++++ Stored data ++++
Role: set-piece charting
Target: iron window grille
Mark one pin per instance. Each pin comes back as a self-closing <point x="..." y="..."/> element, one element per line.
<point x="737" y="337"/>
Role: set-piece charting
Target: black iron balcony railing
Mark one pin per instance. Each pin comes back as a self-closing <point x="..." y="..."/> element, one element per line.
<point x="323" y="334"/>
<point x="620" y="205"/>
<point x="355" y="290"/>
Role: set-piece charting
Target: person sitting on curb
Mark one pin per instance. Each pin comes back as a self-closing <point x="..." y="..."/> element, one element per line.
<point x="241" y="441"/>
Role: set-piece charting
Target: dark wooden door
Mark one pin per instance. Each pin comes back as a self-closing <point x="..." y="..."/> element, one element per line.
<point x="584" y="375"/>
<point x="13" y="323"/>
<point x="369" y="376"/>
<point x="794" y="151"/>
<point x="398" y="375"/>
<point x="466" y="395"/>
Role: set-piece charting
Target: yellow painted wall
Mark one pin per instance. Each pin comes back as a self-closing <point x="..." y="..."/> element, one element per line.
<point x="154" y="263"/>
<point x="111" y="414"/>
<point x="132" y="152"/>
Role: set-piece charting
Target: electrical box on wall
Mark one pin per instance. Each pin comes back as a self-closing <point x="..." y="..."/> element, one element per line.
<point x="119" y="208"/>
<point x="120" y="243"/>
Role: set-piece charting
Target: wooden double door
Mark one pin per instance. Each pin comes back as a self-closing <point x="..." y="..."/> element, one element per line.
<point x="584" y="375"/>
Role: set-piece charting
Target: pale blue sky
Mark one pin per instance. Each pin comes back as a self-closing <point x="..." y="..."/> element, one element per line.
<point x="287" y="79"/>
++++
++++ Stored data ++++
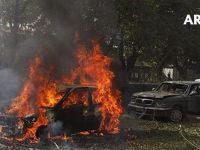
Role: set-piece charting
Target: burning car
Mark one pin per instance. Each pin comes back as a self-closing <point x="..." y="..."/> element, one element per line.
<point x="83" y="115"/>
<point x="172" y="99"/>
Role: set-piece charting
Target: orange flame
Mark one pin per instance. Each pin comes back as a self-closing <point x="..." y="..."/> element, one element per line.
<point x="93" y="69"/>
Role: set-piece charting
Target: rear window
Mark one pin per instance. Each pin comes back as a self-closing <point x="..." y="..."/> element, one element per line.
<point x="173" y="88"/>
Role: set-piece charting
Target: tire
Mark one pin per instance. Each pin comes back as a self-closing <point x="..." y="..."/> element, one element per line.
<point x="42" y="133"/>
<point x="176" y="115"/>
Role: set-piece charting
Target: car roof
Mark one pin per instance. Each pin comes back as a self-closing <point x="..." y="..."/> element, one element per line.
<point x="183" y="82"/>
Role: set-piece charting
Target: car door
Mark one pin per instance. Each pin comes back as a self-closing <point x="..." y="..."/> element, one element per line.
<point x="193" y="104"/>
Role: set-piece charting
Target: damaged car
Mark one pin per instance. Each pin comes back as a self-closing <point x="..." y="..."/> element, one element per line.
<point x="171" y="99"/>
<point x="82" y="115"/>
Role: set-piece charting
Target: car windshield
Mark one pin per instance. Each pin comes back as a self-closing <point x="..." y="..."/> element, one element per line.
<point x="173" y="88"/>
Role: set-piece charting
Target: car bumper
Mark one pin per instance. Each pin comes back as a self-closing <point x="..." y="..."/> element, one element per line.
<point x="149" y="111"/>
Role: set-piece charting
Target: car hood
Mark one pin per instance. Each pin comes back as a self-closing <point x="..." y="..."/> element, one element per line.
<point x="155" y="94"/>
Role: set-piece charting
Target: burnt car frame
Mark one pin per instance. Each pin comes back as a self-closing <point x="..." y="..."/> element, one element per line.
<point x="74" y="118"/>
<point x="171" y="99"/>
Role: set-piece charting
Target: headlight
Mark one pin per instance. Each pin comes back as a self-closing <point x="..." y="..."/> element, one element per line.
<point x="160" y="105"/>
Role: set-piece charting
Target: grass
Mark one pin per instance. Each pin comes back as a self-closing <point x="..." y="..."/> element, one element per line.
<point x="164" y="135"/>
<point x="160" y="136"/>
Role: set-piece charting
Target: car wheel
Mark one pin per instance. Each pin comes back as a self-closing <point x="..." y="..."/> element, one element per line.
++++
Which lines of the rows above contain the string "door"? Copy each of them in full.

Exercise result:
Target: dark wooden door
Target: wooden double door
Target: car door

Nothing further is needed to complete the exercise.